What the task requires =>
Using the article on gay men and monogamy below, decide whether each statement agrees with it: 1. The article holds that all men cheat. 2. The article says many studies and statistics on gay male sexuality are skewed. 3. The article says all gay couples treat monogamy and sexual exclusivity as the same thing. Answer each with yes or no and quote the deciding words.

Text passage =>
>>>
Home Gay Culture Gay men and the promise of monogamy

Gay men and the promise of monogamy

First we looked at cheaters, then at the men who stayed with them. This week, the possibilities – or impossibilities? – of monogamy between gay men.

By Jason Mietelski

Well, guys, this one’s sure to get everyone fired up. As we begin to settle into the relatively new norm of marriage equality, a unique situation arises as we decide for ourselves how our relationships will work.

It seems that in the dawn of a new era we all apparently want to settle down and claim our equal portion of the (hetero-normative) American dream. Or do we? After scouring numerous sources, what we discovered is interesting.

No, all men do not cheat, nor do all gay couples consider monogamy and sexual exclusivity one and the same. The first thing that becomes clear is that many of the numerous studies and statistics on gay male sexuality are skewed, because we are still newly evolving in our culture and views of ourselves and sexuality.
<<<
Material supplied =>
>>>
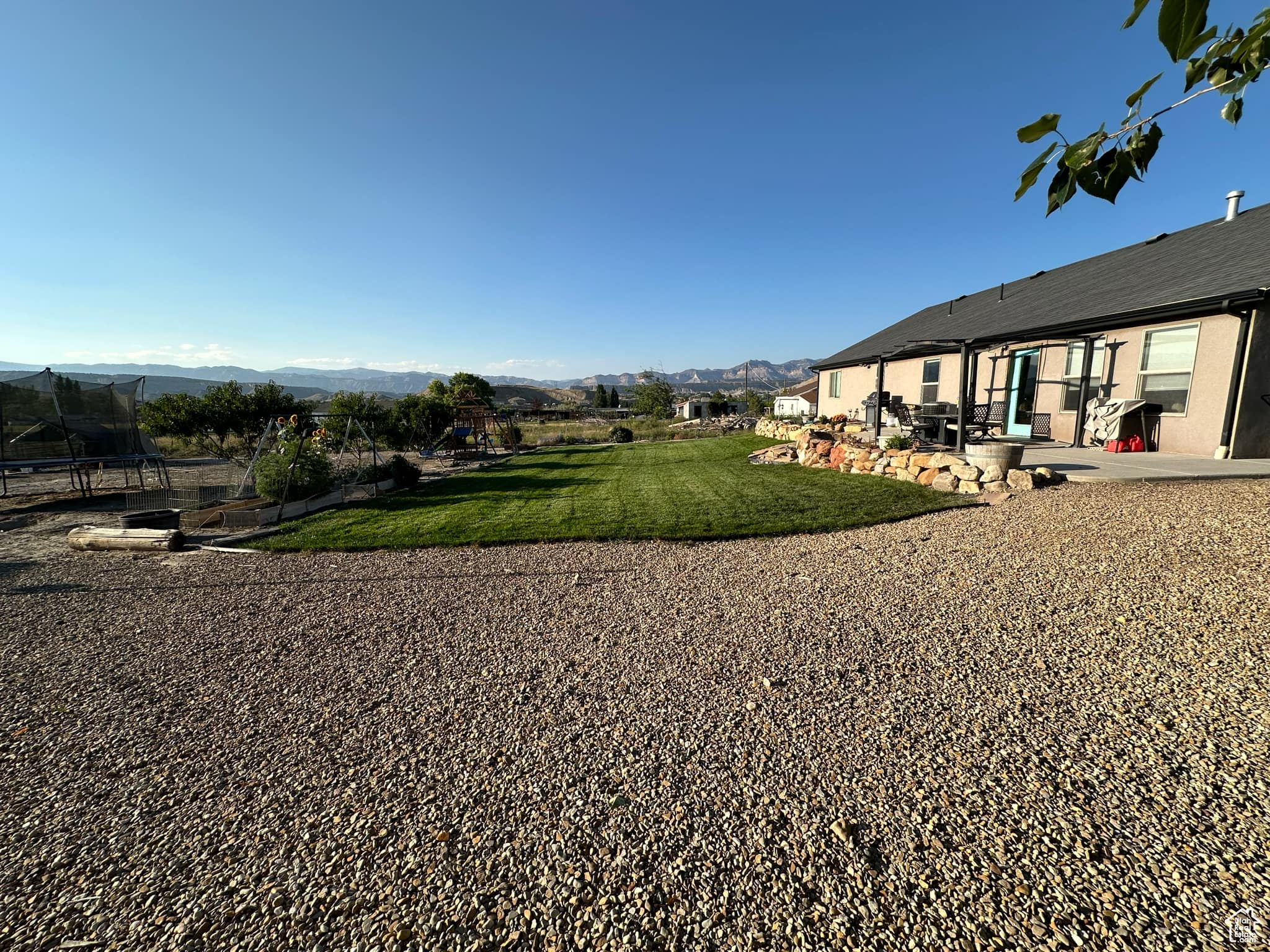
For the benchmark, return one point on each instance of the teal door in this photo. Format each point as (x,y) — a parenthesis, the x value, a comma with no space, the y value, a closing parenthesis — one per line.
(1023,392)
<<<
>>>
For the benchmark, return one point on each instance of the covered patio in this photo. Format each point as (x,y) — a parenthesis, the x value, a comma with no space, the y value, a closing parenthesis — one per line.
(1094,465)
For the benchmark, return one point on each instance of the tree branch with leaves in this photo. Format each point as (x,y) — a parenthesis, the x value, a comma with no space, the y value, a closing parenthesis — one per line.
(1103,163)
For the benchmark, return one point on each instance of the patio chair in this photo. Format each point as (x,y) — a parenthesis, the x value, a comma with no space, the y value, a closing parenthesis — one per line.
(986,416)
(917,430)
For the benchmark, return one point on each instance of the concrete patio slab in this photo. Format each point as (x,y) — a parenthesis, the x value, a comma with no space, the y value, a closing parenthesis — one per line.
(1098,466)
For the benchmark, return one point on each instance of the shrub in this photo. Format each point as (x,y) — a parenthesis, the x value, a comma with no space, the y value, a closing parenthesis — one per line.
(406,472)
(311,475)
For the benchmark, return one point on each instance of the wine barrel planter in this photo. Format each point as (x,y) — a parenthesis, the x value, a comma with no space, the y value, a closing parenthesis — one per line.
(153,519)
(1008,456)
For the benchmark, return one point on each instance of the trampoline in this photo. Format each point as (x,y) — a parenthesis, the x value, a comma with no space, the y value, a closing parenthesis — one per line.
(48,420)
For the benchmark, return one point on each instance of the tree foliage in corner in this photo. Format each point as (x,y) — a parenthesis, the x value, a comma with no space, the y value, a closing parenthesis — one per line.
<<<
Response to the task =>
1. No: "No, all men do not cheat"
2. Yes: "many of the numerous studies and statistics on gay male sexuality are skewed"
3. No: "nor do all gay couples consider monogamy and sexual exclusivity one and the same"